| TASK DIRECTIONS |
Answer these questions using the passage on AWS infrastructure and resilience:
1. Which hardware handles the decode phase in the AWS and Cerebras hybrid architecture?
2. How many Availability Zones does AWS now operate?
3. Which two Route 53 features provide automatic DNS failover when the primary region goes down?

| SOURCE PASSAGE |
-- Begin --
AWS + Cerebras: Redefining AI Inference Speed
AWS announced a collaboration with Cerebras to bring the CS-3 wafer-scale engine to AWS infrastructure. Built on the AWS Nitro System, this partnership combines Cerebras' raw inference speed with AWS's security, isolation, and operational consistency.
The architecture is clever: AWS Trainium handles the prefill phase (processing your prompt), and Cerebras CS-3 handles the decode phase (generating the response). It's a hybrid approach that plays to each chip's strengths.
Why this matters beyond the benchmarks: It signals that AWS is serious about offering heterogeneous compute — not just their own silicon, but best-in-class hardware from partners. For customers, that means more options, better price/performance ratios, and the ability to choose the right tool for the right workload without leaving the AWS ecosystem.
Multi-Region Is Becoming Easier
AWS now operates 34 regions with 108 Availability Zones. They're building in Malaysia, Thailand, Mexico, New Zealand, and more. Local Zones bring AWS services within single-digit millisecond latency to population centers. Wavelength Zones embed AWS at 5G network edges.
What this means practically: building multi-region architectures is getting cheaper and more accessible every year. Five years ago, running active-active across two regions was an enterprise luxury. Today, the tooling exists to make it feasible for mid-market businesses.
Building Regional Resilience: A Practical Framework
So how do you actually build resilience without over-engineering? Here's how we think about it:
Tier 1: The Basics (Everyone Should Do This)
- Multi-AZ deployments — this is table stakes, not a resilience strategy. RDS Multi-AZ, ECS/EKS across AZs, load balancers spanning zones.
- Automated backups to another region — S3 Cross-Region Replication, RDS cross-region read replicas, DynamoDB Global Tables.
- Infrastructure as Code — if your environment is defined in CloudFormation or Terraform, you can rebuild it anywhere. If it was hand-configured through the console, you can't.
- Document your recovery procedures — the middle of an outage is not the time to figure out how failover works.
Tier 2: Active-Passive (High-Value Workloads)
- Warm standby in a second region — reduced-capacity environment running continuously, ready to scale up.
- Route 53 health checks + failover routing — automatic DNS failover when your primary region goes down.
-- End --
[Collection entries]
-- Begin --
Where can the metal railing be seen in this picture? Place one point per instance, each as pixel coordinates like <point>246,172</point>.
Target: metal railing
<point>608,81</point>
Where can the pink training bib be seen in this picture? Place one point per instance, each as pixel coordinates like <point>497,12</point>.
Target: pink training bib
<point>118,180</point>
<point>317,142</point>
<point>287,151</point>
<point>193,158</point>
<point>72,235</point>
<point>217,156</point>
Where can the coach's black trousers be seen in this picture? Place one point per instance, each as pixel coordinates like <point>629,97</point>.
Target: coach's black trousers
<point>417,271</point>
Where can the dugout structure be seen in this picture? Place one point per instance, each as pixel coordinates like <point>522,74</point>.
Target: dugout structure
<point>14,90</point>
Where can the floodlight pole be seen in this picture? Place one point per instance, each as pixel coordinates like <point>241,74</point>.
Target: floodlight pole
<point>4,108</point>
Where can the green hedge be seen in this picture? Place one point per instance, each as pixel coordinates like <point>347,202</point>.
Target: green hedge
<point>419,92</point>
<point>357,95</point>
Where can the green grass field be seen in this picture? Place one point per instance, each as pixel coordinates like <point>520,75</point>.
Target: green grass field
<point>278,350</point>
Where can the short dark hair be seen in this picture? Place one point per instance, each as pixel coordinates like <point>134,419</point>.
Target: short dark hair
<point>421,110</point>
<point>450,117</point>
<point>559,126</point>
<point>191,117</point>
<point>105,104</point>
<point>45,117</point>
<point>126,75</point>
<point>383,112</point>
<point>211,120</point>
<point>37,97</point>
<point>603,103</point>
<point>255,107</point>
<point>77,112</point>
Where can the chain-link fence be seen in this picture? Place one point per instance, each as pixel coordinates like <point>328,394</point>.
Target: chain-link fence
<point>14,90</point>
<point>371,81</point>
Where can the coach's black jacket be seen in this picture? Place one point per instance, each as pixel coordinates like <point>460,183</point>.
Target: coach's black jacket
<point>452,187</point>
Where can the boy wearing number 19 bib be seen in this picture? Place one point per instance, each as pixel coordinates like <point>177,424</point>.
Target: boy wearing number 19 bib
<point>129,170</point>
-- End --
| TASK SOLUTION |
1. Cerebras CS-3
2. 108
3. Health checks and failover routing